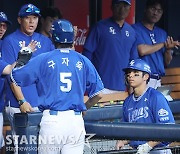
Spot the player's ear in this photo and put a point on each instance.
(19, 20)
(146, 76)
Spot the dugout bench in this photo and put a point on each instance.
(109, 107)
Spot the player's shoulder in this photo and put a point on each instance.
(153, 93)
(11, 36)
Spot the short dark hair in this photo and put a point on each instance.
(150, 3)
(51, 12)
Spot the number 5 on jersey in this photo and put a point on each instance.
(65, 78)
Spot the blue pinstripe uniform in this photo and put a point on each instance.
(151, 107)
(151, 37)
(10, 48)
(110, 48)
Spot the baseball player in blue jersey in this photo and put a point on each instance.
(4, 23)
(5, 69)
(24, 99)
(144, 105)
(110, 45)
(62, 76)
(154, 46)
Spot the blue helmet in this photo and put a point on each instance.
(62, 31)
(29, 9)
(140, 65)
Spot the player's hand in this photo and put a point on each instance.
(83, 113)
(25, 53)
(170, 43)
(144, 149)
(120, 144)
(32, 45)
(26, 107)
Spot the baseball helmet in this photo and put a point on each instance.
(62, 31)
(29, 9)
(138, 64)
(3, 18)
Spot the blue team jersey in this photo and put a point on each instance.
(151, 37)
(110, 48)
(62, 77)
(10, 48)
(151, 107)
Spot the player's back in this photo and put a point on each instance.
(64, 73)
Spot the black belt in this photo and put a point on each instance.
(155, 76)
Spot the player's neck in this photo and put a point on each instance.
(138, 91)
(148, 25)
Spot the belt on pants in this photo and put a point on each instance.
(52, 112)
(155, 76)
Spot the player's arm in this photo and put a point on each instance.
(121, 143)
(7, 70)
(23, 57)
(169, 45)
(91, 43)
(144, 49)
(92, 101)
(24, 105)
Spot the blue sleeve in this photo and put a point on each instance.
(161, 110)
(3, 64)
(28, 74)
(91, 42)
(134, 52)
(93, 83)
(124, 109)
(8, 53)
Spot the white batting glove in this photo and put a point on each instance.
(144, 149)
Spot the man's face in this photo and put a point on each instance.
(3, 28)
(47, 24)
(135, 78)
(120, 10)
(28, 24)
(154, 13)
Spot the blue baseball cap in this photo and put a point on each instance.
(29, 9)
(3, 18)
(117, 1)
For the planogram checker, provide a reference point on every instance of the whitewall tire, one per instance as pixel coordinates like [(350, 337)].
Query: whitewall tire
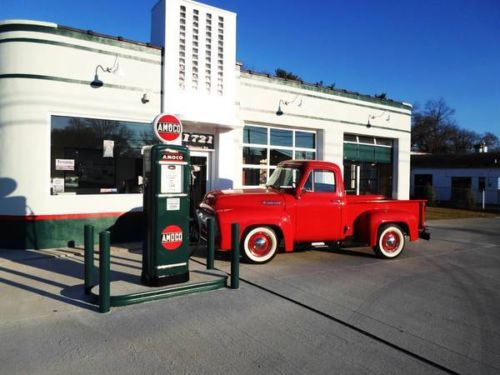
[(260, 245), (390, 241)]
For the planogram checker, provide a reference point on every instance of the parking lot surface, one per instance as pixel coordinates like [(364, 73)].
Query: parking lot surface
[(435, 309)]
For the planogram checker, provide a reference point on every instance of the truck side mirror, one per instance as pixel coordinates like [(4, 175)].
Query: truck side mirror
[(300, 193)]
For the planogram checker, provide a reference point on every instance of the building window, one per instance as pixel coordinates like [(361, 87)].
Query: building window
[(265, 147), (97, 156), (368, 165)]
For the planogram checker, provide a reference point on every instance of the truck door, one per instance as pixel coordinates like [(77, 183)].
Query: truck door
[(318, 208)]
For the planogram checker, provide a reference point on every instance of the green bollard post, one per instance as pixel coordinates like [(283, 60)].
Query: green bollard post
[(88, 257), (235, 256), (210, 243), (104, 272)]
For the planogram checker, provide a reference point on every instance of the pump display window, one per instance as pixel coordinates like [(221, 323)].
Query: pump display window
[(97, 156)]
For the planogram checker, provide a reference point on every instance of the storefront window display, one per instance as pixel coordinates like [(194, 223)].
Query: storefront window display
[(265, 147), (97, 156)]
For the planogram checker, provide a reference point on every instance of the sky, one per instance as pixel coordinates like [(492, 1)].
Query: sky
[(412, 50)]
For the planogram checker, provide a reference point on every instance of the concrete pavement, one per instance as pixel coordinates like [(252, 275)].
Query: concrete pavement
[(434, 309)]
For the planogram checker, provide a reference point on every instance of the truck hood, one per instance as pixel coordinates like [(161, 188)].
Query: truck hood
[(242, 198)]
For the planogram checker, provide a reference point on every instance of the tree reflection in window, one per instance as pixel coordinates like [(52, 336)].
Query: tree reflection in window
[(82, 141)]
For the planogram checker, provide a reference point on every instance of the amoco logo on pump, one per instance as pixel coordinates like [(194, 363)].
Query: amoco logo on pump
[(168, 128), (171, 237)]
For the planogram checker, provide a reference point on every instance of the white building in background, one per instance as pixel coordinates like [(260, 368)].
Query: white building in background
[(76, 107), (458, 178)]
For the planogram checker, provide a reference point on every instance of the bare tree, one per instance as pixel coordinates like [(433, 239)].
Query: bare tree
[(434, 127), (282, 73)]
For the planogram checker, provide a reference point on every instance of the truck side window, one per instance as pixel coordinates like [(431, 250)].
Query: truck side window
[(308, 186), (324, 182), (320, 182)]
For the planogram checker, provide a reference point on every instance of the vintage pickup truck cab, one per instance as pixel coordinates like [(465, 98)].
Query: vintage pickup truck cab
[(305, 201)]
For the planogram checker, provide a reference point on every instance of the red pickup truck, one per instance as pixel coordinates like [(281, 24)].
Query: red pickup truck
[(305, 201)]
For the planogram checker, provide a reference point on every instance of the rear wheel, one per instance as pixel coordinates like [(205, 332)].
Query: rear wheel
[(390, 242), (260, 245)]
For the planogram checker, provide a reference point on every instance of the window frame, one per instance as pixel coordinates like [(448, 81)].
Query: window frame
[(49, 160), (269, 168)]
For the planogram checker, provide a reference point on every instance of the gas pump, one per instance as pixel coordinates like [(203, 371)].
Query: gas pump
[(166, 210)]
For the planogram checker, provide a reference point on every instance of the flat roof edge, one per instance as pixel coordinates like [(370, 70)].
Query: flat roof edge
[(27, 22), (325, 90)]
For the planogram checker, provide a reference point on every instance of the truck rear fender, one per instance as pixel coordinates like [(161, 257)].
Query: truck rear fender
[(406, 220)]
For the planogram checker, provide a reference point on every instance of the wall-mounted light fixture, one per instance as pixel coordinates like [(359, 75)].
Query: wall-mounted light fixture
[(280, 112), (115, 69), (373, 117)]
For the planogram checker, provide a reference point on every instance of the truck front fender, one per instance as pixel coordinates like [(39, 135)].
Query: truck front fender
[(372, 220), (279, 220)]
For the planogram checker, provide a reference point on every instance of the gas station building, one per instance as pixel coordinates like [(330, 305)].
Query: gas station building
[(76, 109)]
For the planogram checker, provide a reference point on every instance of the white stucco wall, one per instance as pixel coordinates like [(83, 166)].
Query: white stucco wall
[(333, 115), (47, 70), (441, 181), (47, 73)]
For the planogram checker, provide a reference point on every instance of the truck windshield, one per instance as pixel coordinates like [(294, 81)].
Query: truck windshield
[(284, 178)]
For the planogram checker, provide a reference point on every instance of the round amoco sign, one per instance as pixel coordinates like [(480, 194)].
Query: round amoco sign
[(168, 128), (171, 237)]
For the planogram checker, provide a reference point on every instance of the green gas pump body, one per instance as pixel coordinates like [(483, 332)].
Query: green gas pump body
[(166, 178)]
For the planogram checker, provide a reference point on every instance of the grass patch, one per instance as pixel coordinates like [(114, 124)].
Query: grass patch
[(441, 213)]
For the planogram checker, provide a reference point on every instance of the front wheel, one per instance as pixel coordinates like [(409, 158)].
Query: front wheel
[(260, 245), (390, 242)]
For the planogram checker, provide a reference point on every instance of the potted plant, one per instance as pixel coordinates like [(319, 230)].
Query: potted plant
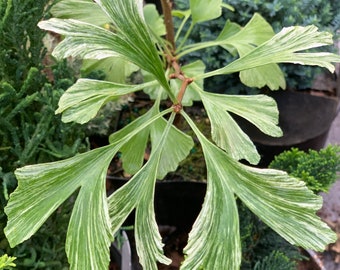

────────

## TASK GOAL
Your copy should repeat each entry above exactly but contain no pictures.

## ANSWER TO THIS PROBLEM
Spot the player's ear in this photo and put a point on each instance.
(19, 20)
(146, 76)
Spot the dugout bench in this photo and put a point on each instance.
(109, 107)
Spot the player's shoulder in this photo and put a point on each instance.
(153, 93)
(11, 36)
Spot the short dark hair in this photo and put a point on each instance.
(150, 3)
(51, 12)
Spot the number 5 on jersey in this photo and put a point on each instance.
(65, 78)
Spot the blue pinstripe uniform in this photo and put a point on each instance.
(151, 107)
(151, 37)
(10, 48)
(110, 48)
Spot the baseball player in blue jersey in this photo and put a point on each instance.
(4, 23)
(5, 69)
(24, 99)
(144, 105)
(110, 45)
(62, 76)
(154, 46)
Spot the blue helmet in this photo and put a point on each instance.
(62, 31)
(29, 9)
(140, 65)
Spot the player's hand in this photo and put a point on each instance.
(83, 113)
(25, 53)
(170, 43)
(144, 149)
(120, 144)
(32, 45)
(26, 107)
Spot the baseball helmet in this photo and put a point on each instance.
(62, 31)
(29, 9)
(138, 64)
(3, 18)
Spot the blue team jersey in this photo and put a point on each instance.
(151, 37)
(110, 48)
(62, 77)
(10, 48)
(151, 107)
Spot the player's back in this photo and put a point on each instance.
(64, 73)
Spot the black belt in this photo and put a point on each instance.
(155, 76)
Spot the player's neck in this photo and put a point on each instance.
(138, 91)
(148, 25)
Spot the belt on pants in this photo and put a point on each instance.
(52, 112)
(155, 76)
Spot the player's arm in this photo and put a point on each instance.
(121, 143)
(7, 70)
(23, 57)
(169, 45)
(91, 43)
(144, 49)
(92, 101)
(24, 105)
Spot the blue sleeve in this photo and put a point on each instance.
(161, 110)
(3, 64)
(28, 74)
(91, 42)
(134, 52)
(93, 83)
(124, 109)
(8, 53)
Spot the white batting glove in this photo and put a point on each instance.
(144, 149)
Spot the man's face in this photo and put a point on each instance.
(3, 28)
(47, 24)
(135, 78)
(120, 10)
(28, 24)
(154, 13)
Spot the blue baseball cap in this photo and put a point on each instance.
(29, 9)
(3, 18)
(117, 1)
For the planogram checker, provide a reference point on every instance of the whitewall tire, one per instance as pixel coordinates like [(350, 337)].
Query: whitewall tire
[(260, 245), (390, 241)]
For the planogram checker, provide a reference point on every instance of the parking lot surface, one per instance as pixel coordinates like [(364, 73)].
Query: parking lot surface
[(435, 309)]
For the planogram checker, provide a reference point on every instance of the truck side mirror, one per instance as pixel coordinates like [(4, 175)].
Query: truck side mirror
[(300, 193)]
For the planogram checker, provide a reference point on every instance of the building window, one per instance as pixel coordinates like [(361, 87)].
Query: building window
[(265, 147), (97, 156), (368, 165)]
For the planogram checker, provide a reference point on every instance of the truck door, one per instance as pixel coordinates like [(77, 183)].
Query: truck door
[(318, 208)]
For the planogram checker, provide a reference point on every instance of the green bollard post, one per instance as pixel coordinates like [(283, 60)].
Query: green bollard post
[(88, 257), (235, 256), (210, 243), (104, 272)]
For the planogram checker, provide a reference point on every instance of the pump display window, one per instance as pixel coordinates like [(221, 323)].
Query: pump display window
[(97, 156)]
For the planogram checker, provide a reference point on every instance of the storefront window display, one per instance as pixel coordinates like [(194, 223)].
Query: storefront window display
[(265, 147), (97, 156)]
For the planogram checker, provide a reference point on every instance of the sky, one per instance as pixel coordinates like [(492, 1)].
Query: sky
[(412, 50)]
For the planogram checker, provide a reference point on every instance of the concrete pavement, one per instance as pixel coordinates like [(252, 275)].
Query: concrete pavement
[(434, 309)]
For the planogram checker, provide a reference point on every instance of the truck hood, one per instance as pixel coordinates like [(161, 188)].
Query: truck hood
[(242, 198)]
For the planogram checker, provide a reference point on every instance of the tree reflection in window, one per instance as pixel coordinates like [(52, 336)].
Query: tree reflection in window
[(82, 141)]
For the planogram checker, provide a reference point on every instance of the amoco logo on pump, one per instance as pixel coordinates like [(194, 363)].
Query: amoco logo on pump
[(168, 128), (171, 237)]
For the planogram checker, provide a reference point on every instance of the white building in background, one per instance as pixel coordinates like [(260, 368)].
Query: white building in background
[(76, 107), (458, 178)]
For the planogram checker, provide a reference point on every instance of the bare tree, one per instance as pixel coordinates like [(433, 239)].
Query: bare tree
[(434, 127), (282, 73)]
For the planogram checker, provide a reference point on every instance of the truck side window, one per instance as pixel coordinates like [(431, 250)].
Query: truck side window
[(308, 186), (324, 182), (320, 182)]
For the planogram checker, provide a reference point on every instance of the vintage pickup truck cab, one per instance as pixel coordinates like [(465, 98)].
Query: vintage pickup truck cab
[(305, 201)]
For the planogram checker, provide a reference point on every instance of the red pickup truck, one per instance as pixel coordinates like [(281, 24)].
Query: red pickup truck
[(305, 201)]
For the planogram checker, provide a reference point on every instance of the rear wheel, one per instance as pixel coordinates like [(205, 332)].
Query: rear wheel
[(390, 242), (260, 245)]
For the planogram checker, provide a reference point on every instance of the window frame, one per instance as pixel coordinates like [(448, 81)].
Query: window frame
[(49, 160), (269, 168)]
For the planogram checker, provide a reference point on every instance of the gas pump, one per instance as pixel coordinates like [(203, 371)].
Query: gas pump
[(166, 210)]
For the planogram checker, provide a reference point on every instance of the flat roof edge, one per instance as pixel coordinates like [(370, 70)].
Query: flat roof edge
[(27, 22), (325, 90)]
For the planogram checker, provide a reference point on every instance of the truck rear fender, one per instance as pixel coordinates like [(161, 257)].
Query: truck rear fender
[(406, 220)]
For the planogram checker, provide a reference point on every instance of the wall-mounted light fixture, one per instance as pixel coordinates like [(359, 75)].
Query: wall-mounted light fixture
[(280, 112), (115, 69), (373, 117)]
For the planogram checker, provide a reference point on every instance of the truck front fender, one per instance as pixel coordinates like [(39, 135)].
Query: truck front fender
[(372, 220), (279, 220)]
For the planogram checker, provide a reference point on every instance of the gas station building, one per instance as pixel coordinates like [(330, 305)].
Query: gas station building
[(76, 109)]
For the planogram checker, provide a reference point on every instance of the white stucco wall, one per instance as pixel coordinates like [(83, 166)].
Query: white stucco wall
[(333, 115), (47, 70), (441, 181), (47, 73)]
For the planogram checker, provide a reference point on every instance of the truck windshield, one per instance as pixel coordinates like [(294, 81)].
Query: truck windshield
[(284, 178)]
For the planogram checker, provide a reference point on every instance of the round amoco sign, one per instance as pixel coordinates like [(480, 194)].
Query: round amoco sign
[(168, 128), (171, 237)]
For the planogram checker, provide a reference point on every instance of the green gas pump body, one per instance as pixel coordinates like [(483, 332)].
Query: green gas pump body
[(166, 178)]
For the planogram checker, provide a reference point on every instance of the grass patch, one per instance as pixel coordinates like [(114, 124)].
Query: grass patch
[(441, 213)]
For the planogram checker, provide a reference point on every instance of the front wheel, one per instance as pixel coordinates like [(409, 158)].
Query: front wheel
[(260, 245), (390, 242)]
For the planogram checker, provide a reference point on every instance of the potted plant, one per instance as pixel coordinates like [(319, 230)].
Query: potted plant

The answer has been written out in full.